Exercise objective ::
Print every entry word for word, but omit the pictures.

Extracted records

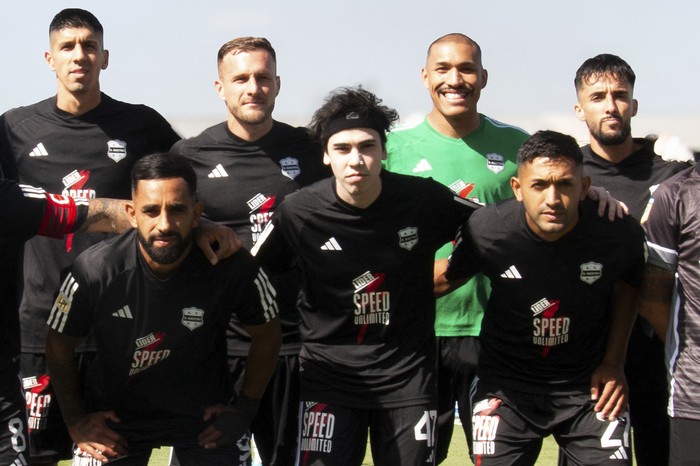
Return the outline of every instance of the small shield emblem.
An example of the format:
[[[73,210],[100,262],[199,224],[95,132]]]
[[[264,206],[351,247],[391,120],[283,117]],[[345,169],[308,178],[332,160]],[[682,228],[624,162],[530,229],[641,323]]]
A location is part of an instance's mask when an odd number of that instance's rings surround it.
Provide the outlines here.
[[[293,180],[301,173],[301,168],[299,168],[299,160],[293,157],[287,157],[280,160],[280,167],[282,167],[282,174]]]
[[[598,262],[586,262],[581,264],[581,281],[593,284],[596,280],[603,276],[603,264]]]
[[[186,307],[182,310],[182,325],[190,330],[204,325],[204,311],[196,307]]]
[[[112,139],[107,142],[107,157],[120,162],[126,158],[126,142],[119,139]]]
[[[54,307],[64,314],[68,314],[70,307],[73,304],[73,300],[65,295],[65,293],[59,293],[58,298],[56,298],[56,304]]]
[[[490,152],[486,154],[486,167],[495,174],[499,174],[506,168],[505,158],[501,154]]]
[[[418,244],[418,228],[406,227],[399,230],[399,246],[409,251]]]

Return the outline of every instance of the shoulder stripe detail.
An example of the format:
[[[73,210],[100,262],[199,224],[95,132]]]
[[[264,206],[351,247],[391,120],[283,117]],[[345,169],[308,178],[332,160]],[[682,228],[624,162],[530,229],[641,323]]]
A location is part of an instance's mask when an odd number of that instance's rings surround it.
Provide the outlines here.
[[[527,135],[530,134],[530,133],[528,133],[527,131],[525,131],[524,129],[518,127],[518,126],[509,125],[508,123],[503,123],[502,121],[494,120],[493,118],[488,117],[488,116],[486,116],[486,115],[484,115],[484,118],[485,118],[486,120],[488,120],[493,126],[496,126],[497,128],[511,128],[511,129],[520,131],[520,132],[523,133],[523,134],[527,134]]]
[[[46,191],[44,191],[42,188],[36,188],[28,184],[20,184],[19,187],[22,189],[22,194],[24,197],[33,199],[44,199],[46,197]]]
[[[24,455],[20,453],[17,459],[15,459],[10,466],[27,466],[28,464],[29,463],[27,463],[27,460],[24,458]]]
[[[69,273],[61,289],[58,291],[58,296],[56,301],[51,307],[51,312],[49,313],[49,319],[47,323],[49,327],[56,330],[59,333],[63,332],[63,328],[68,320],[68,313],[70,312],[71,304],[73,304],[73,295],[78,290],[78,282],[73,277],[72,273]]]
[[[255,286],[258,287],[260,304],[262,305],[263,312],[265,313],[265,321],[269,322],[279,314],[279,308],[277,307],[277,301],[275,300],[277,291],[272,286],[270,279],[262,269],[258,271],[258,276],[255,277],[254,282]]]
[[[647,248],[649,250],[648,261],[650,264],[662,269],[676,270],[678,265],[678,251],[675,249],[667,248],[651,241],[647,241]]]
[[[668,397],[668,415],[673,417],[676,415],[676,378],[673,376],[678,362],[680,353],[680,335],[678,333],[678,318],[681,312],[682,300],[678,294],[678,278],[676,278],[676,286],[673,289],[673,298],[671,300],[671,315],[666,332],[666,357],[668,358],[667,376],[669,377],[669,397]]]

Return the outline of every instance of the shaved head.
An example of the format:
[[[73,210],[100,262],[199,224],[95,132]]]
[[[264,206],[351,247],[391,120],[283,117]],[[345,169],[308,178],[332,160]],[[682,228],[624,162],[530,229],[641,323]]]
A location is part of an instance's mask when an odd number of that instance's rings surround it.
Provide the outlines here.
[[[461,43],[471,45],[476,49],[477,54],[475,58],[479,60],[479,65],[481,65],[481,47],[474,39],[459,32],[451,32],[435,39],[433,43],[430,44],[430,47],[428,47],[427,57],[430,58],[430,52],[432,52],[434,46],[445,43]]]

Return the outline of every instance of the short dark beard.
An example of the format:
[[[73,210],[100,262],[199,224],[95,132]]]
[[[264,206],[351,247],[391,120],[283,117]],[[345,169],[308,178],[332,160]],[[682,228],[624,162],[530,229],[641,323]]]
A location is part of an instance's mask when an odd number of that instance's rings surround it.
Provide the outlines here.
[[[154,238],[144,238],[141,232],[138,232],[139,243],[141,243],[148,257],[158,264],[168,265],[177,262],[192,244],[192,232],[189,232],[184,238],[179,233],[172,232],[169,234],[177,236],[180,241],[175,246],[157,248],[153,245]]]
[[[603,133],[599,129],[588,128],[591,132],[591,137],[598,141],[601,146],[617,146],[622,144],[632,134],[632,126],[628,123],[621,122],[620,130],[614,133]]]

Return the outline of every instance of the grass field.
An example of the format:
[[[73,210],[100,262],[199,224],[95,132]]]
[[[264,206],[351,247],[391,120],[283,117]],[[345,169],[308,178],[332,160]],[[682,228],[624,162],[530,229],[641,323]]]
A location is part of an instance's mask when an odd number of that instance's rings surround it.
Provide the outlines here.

Answer space ::
Return the outline of every instance of the small shield emblem.
An example of the format:
[[[73,210],[100,262],[199,224],[95,132]]]
[[[264,206],[351,247],[391,120],[283,117]],[[345,169],[308,178],[332,160]],[[682,228],[624,162],[530,229],[641,323]]]
A location is part of an instance's mask when an odd number of that instance's rings surround it.
Provide the outlines here.
[[[293,180],[301,173],[301,168],[299,168],[299,160],[293,157],[287,157],[280,160],[280,167],[282,167],[282,174]]]
[[[598,262],[586,262],[581,264],[581,281],[593,284],[596,280],[603,276],[603,264]]]
[[[186,307],[182,310],[182,325],[190,330],[204,325],[204,311],[196,307]]]
[[[112,139],[107,142],[107,157],[120,162],[126,158],[126,142],[119,139]]]
[[[54,307],[64,314],[68,314],[70,307],[73,304],[73,300],[65,295],[65,293],[59,293],[58,298],[56,298],[56,304]]]
[[[490,152],[486,154],[486,167],[495,174],[499,174],[506,168],[505,158],[501,154]]]
[[[418,244],[418,228],[406,227],[399,230],[399,246],[409,251]]]

Return the outline of every instance of the shoulder stripe detail.
An example of the format:
[[[73,210],[100,262],[199,224],[95,132]]]
[[[264,206],[351,247],[391,120],[283,117]],[[345,169],[308,178],[332,160]],[[682,228],[624,162],[530,229],[641,323]]]
A location is part of an instance's mask when an odd number of that instance's rings surround it.
Provide the outlines here.
[[[527,135],[530,134],[530,133],[528,133],[527,131],[525,131],[524,129],[518,127],[518,126],[509,125],[508,123],[503,123],[502,121],[494,120],[493,118],[488,117],[488,116],[486,116],[486,115],[484,115],[484,118],[485,118],[486,120],[488,120],[493,126],[496,126],[497,128],[511,128],[511,129],[520,131],[520,132],[523,133],[523,134],[527,134]]]
[[[46,191],[44,191],[42,188],[36,188],[28,184],[20,184],[19,187],[22,189],[22,194],[24,197],[33,199],[44,199],[46,197]]]
[[[24,455],[20,453],[17,459],[15,459],[10,466],[27,466],[28,464],[29,463],[27,463],[27,460],[24,458]]]
[[[69,273],[61,289],[58,291],[58,296],[56,301],[51,307],[51,312],[49,313],[49,319],[47,323],[49,327],[56,330],[59,333],[63,332],[63,328],[68,320],[68,313],[70,312],[71,304],[73,304],[73,295],[78,290],[78,282],[73,277],[72,273]]]
[[[255,286],[258,287],[260,304],[262,305],[263,312],[265,313],[265,321],[269,322],[279,314],[279,308],[277,307],[277,301],[275,300],[277,291],[272,286],[270,279],[262,269],[258,271],[258,276],[255,277],[254,282]]]
[[[647,248],[649,250],[648,261],[650,264],[662,269],[676,270],[678,265],[678,251],[675,249],[667,248],[651,241],[647,241]]]
[[[668,397],[668,415],[673,417],[676,415],[676,378],[673,376],[678,362],[680,353],[680,335],[678,333],[678,318],[681,312],[682,300],[678,294],[678,278],[676,278],[676,286],[673,289],[673,298],[671,300],[671,315],[666,332],[666,357],[668,358],[667,376],[669,377],[669,397]]]

Return the outline of every instance of the shaved head.
An example of the format:
[[[73,210],[100,262],[199,224],[95,132]]]
[[[264,206],[351,247],[391,120],[283,117]],[[345,169],[308,178],[332,160]],[[682,228],[624,162],[530,229],[641,323]]]
A location is part of an instance's mask when an odd number of that instance's rings surround it.
Provide the outlines here.
[[[461,43],[471,45],[476,49],[477,54],[475,58],[479,60],[479,65],[481,65],[481,47],[474,39],[459,32],[451,32],[435,39],[433,43],[430,44],[430,47],[428,47],[427,57],[430,58],[430,52],[432,52],[434,46],[445,43]]]

Return the outline of every instance of the short dark beard.
An example of the format:
[[[73,210],[100,262],[199,224],[95,132]]]
[[[264,206],[351,247],[391,120],[283,117]],[[345,169],[308,178],[332,160]],[[682,228],[624,162],[530,229],[641,323]]]
A location is part of an instance's mask when an odd number of that instance's rings surround it.
Provide the outlines here.
[[[154,238],[144,238],[141,232],[138,232],[139,243],[141,243],[148,257],[158,264],[168,265],[177,262],[192,244],[192,232],[189,232],[184,238],[179,233],[172,232],[169,234],[177,236],[180,241],[175,246],[157,248],[153,245]]]
[[[603,133],[599,129],[588,128],[591,132],[591,137],[598,141],[601,146],[617,146],[622,144],[632,134],[632,126],[628,123],[621,122],[620,130],[614,133]]]

Return the outline of every instance of the grass field.
An example of the format:
[[[73,210],[100,262],[199,224],[95,132]]]
[[[264,206],[351,247],[391,120],[283,117]],[[345,169],[308,178],[332,160]],[[682,228],[624,162],[530,229],[641,323]]]
A location is part of an instance's mask when an odd number of that instance's rings surround it.
Provide the outlines here.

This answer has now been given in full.